On Thursday July 19, 2012 the Senate, the nation and the family of Senator Dantong Dalyop bid the late senator farewell. The Senate thereafter went back to it’s business while his family went home to continue grieving. It is not that the life of Dalyop was more important than the life of any of the 140 people that lost their lives in the petrol tanker explosion in Rivers state two weeks ago, or any of the 23 people that were killed by gunmen believed to be armed robbers in Zamfara last month, or any of the four people that died as a result of flooding in Ibadan last week, or any of the estimated 1000 people believed to have died from bomb blasts across the country in the last one year.
But until his death, Dalyop was one of only 109 Nigerians, out of 160 million, that are privileged to be elevated to the exalted position of the nation’s highest legislative body, the Senate. Those 109, if they are so inclined, can change the country from the way it is (dangerous, backward, nasty), to the way it should be (safe, progressive, among the 20 leading economies of the world). If they are so inclined, INCLINED being the operative word. So being so favoured, even if he died in his sleep, Dr. Dalyop’s sudden departure would still be a national loss and should attract national attention.

Supplied data:
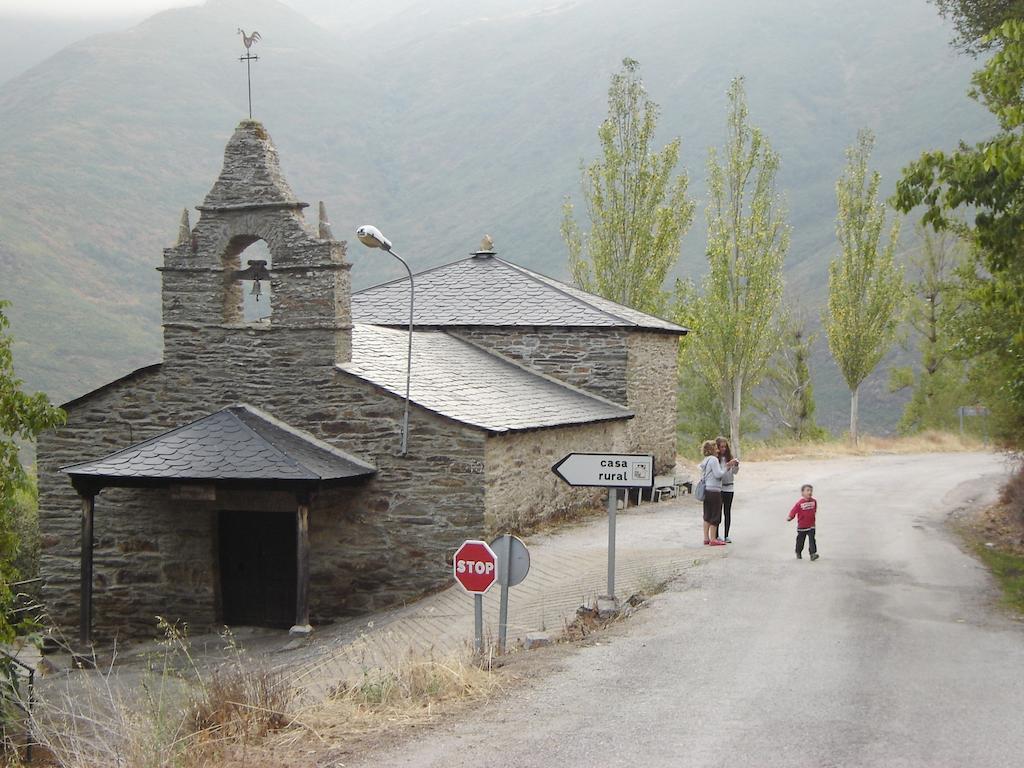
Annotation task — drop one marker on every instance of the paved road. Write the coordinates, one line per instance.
(887, 651)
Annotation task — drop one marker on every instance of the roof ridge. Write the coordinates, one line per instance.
(288, 459)
(544, 280)
(300, 434)
(540, 374)
(422, 271)
(141, 444)
(352, 369)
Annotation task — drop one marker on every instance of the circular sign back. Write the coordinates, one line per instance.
(518, 558)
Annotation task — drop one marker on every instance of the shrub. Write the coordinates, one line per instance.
(1013, 493)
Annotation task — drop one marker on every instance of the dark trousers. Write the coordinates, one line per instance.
(806, 534)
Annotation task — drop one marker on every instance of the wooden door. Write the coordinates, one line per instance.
(257, 568)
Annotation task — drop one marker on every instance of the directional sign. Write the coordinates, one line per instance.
(607, 470)
(475, 566)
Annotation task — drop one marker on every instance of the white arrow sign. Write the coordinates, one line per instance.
(607, 470)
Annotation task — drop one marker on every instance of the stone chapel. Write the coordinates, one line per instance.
(254, 475)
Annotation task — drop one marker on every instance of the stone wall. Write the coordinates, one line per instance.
(652, 382)
(521, 489)
(372, 544)
(592, 358)
(158, 555)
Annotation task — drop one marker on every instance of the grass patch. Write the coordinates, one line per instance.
(1009, 570)
(407, 690)
(925, 442)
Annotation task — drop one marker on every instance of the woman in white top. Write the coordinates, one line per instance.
(712, 472)
(725, 459)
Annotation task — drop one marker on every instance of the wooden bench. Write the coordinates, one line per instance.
(670, 486)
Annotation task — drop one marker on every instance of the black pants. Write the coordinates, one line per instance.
(806, 534)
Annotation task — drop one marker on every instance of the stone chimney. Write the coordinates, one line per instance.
(309, 326)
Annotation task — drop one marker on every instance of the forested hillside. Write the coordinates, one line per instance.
(437, 122)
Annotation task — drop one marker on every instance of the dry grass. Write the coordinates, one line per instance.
(926, 442)
(408, 690)
(176, 716)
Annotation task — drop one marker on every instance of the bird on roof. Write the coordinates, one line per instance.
(249, 39)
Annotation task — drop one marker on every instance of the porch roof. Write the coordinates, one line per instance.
(240, 442)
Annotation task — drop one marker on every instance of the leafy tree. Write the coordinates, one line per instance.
(986, 179)
(734, 335)
(936, 300)
(865, 287)
(974, 19)
(22, 418)
(638, 211)
(787, 395)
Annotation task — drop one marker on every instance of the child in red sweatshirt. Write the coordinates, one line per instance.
(805, 510)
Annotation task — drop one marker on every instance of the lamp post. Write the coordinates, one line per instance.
(372, 238)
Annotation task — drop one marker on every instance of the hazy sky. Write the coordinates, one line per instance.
(86, 8)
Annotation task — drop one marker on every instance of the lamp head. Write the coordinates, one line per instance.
(371, 237)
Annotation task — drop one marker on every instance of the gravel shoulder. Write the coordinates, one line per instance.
(888, 651)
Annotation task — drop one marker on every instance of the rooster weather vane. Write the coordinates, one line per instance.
(249, 58)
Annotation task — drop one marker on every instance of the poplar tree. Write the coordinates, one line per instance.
(936, 300)
(787, 395)
(638, 211)
(734, 333)
(865, 287)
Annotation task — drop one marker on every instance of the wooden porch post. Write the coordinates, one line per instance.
(302, 627)
(85, 606)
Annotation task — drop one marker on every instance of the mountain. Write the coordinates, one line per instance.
(437, 122)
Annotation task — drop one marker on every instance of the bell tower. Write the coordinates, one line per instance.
(252, 242)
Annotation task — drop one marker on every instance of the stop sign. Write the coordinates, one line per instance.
(475, 566)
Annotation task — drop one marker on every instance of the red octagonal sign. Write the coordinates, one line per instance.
(475, 566)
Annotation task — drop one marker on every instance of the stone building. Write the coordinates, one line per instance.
(254, 476)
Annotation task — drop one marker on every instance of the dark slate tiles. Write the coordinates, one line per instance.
(239, 442)
(469, 384)
(489, 291)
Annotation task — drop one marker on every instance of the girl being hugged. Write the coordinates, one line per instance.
(712, 472)
(728, 479)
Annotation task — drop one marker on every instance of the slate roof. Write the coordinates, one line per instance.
(484, 290)
(471, 385)
(238, 443)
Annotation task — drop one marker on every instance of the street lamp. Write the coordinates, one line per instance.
(372, 238)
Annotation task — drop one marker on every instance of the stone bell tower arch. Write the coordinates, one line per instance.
(309, 326)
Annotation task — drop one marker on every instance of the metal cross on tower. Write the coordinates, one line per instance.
(249, 58)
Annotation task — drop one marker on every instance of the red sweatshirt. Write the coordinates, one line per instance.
(804, 511)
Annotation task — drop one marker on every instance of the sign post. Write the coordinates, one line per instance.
(513, 565)
(612, 471)
(475, 568)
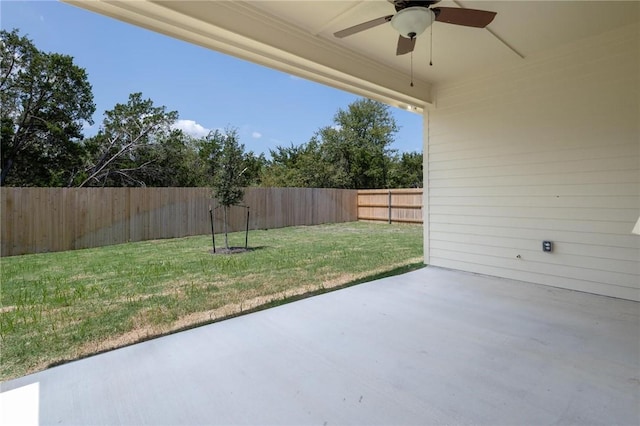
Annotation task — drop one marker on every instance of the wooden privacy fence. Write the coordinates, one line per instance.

Exercise requirements: The passage about Senator Dalyop compares his death with other losses of life. List each of those losses with the number of dead and the cause.

Solution for this exercise:
- 140 people: the petrol tanker explosion in Rivers state
- 23 people: killed by gunmen believed to be armed robbers in Zamfara
- Four people: flooding in Ibadan
- An estimated 1000 people: bomb blasts across the country